» **TASK INSTRUCTIONS**
Of all the lines in the entries below, give again exactly those starting at the line containing "# point at: grey" and ending at the line containing "# point at: candlelight", both ends included, and no others.

» **DATA EXTRACT**
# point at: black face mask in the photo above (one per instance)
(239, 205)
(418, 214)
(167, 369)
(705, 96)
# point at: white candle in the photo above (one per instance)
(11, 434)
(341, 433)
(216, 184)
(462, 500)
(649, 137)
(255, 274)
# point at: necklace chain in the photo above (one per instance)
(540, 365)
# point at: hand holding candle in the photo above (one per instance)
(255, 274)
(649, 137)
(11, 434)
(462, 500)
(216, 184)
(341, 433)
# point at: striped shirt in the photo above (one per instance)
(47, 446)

* * *

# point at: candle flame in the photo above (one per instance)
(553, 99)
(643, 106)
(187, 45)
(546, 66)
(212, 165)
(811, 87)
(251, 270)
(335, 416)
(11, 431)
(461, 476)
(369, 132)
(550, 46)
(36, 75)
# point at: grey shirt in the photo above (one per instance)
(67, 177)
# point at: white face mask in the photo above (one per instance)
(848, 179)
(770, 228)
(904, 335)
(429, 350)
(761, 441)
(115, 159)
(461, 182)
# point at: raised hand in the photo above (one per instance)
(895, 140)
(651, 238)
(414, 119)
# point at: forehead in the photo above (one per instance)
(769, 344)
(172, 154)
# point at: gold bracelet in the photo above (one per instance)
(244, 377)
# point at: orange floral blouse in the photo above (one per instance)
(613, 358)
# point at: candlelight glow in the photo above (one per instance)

...

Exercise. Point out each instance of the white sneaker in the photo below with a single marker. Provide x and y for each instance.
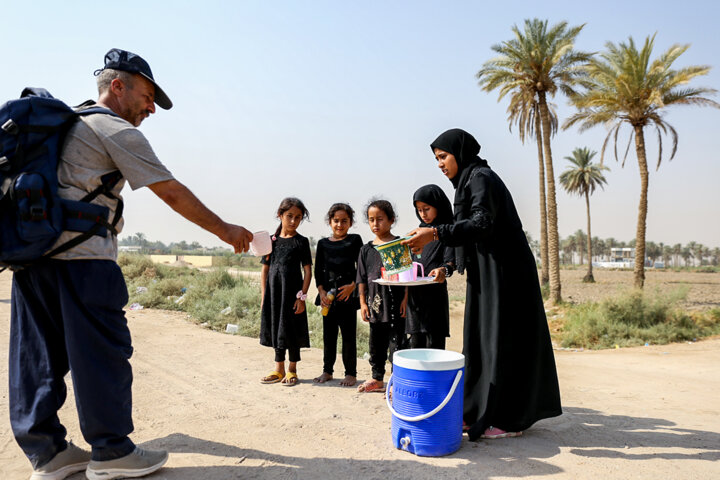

» **EXPECTED ANSWER**
# point at: grey shirt in the photo above (one per instance)
(67, 177)
# point at: white face mask in the photo above (one per instance)
(848, 179)
(770, 228)
(904, 335)
(429, 350)
(761, 441)
(115, 159)
(461, 182)
# point at: raised hand in the photo above (one per instance)
(895, 140)
(651, 238)
(414, 119)
# point at: forehead in the photo above (one per instance)
(769, 344)
(172, 154)
# point at: gold bracelet in the photo above (one per instance)
(244, 377)
# point at: orange floral blouse in the photo above (one per instance)
(613, 358)
# point at: candlelight glow in the photo above (one per instance)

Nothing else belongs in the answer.